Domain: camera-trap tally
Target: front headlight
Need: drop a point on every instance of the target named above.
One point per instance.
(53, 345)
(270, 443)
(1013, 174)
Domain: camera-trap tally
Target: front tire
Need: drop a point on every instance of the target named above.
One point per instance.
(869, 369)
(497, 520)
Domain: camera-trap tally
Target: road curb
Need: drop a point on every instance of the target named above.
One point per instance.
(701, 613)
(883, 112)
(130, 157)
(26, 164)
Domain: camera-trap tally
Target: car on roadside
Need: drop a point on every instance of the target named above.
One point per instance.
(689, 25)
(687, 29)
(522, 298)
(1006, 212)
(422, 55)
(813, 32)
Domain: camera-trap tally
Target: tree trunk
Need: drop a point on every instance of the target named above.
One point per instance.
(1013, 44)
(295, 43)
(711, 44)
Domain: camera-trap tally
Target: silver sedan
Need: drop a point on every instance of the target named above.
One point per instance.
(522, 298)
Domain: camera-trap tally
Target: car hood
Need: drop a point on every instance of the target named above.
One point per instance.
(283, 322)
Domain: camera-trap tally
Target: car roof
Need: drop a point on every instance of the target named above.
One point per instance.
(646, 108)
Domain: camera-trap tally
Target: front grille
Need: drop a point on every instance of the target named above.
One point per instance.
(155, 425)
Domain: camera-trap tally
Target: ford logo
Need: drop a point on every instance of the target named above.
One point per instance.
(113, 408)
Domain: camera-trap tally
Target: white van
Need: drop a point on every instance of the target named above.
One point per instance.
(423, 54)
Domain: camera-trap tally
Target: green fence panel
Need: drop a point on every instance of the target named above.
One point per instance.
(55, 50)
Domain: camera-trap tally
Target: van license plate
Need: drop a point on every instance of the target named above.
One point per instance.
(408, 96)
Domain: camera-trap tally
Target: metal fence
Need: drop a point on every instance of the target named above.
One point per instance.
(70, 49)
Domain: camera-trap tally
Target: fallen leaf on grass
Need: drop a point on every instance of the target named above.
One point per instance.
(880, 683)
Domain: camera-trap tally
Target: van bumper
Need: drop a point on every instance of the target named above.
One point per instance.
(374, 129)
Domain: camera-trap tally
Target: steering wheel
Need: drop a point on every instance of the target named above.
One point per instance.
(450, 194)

━━━━━━━━

EXERCISE: Each line of the material should be duplicated exactly, please.

ANSWER BOX:
Domain: camera-trap tally
Target: front headlight
Need: drop a point on every instance of the target named above.
One point per instance.
(53, 345)
(270, 443)
(1013, 174)
Domain: camera-trap tally
Target: front tire
Need: drop a point on every instance of the target named above.
One point per instance.
(869, 369)
(497, 520)
Domain: camera-trap tally
Target: road curb
Need: drop a point on every instance of the target named above.
One point per instance.
(701, 613)
(883, 112)
(130, 157)
(26, 164)
Domain: camera-trap tally
Target: car on roadside
Need: drop a point on every instance of the target named above.
One point per instance.
(689, 25)
(687, 29)
(522, 298)
(1006, 212)
(422, 55)
(813, 32)
Domain: camera-trap tally
Target: tree trunk
Need: drop a point on every instance of the target named above.
One point per instance.
(1013, 44)
(295, 43)
(711, 44)
Domain: camera-trap tally
Target: silver sedan
Need: drop a point on every instance of the target named above.
One point per instance.
(522, 298)
Domain: camera-trap tally
Target: car hood
Need: drop a point on every instance of the target named above.
One point per instance.
(283, 322)
Domain: camera-trap tally
Target: car roof
Need: drop a point on every instance of the target named above.
One point per instance.
(646, 108)
Domain: camera-trap tally
Target: front grille
Need: drop a point on every instance of the target named above.
One point per instance.
(155, 425)
Domain: camera-trap tally
Target: ford logo
Need: drop a point on every instance of the target named above.
One point per instance.
(113, 408)
Domain: camera-trap tally
Target: white van
Need: drop a point on every instance of the target named above.
One point per instance.
(423, 54)
Domain: camera-trap tally
Target: green fence panel
Need: drop a point on every instance of the target named above.
One point per instance.
(55, 50)
Domain: camera-trap tally
Target: van license plate
Need: drop a point on every instance of the target named above.
One point per instance.
(408, 96)
Domain: camera-trap tally
Target: metal fence
Need: drop a point on every instance of the target named above.
One point per instance.
(70, 49)
Domain: camera-trap tally
Target: fallen leaf on grass
Need: drop a point on every instance of the target named above.
One point per instance.
(880, 683)
Domain: camera-trap tally
Target: van bumper
Need: drop a point on every instance of the target named above.
One point per instance.
(374, 129)
Domain: camera-trap tally
Target: steering wheel
Need: drop a point on every instance of the target named above.
One point per instance.
(450, 194)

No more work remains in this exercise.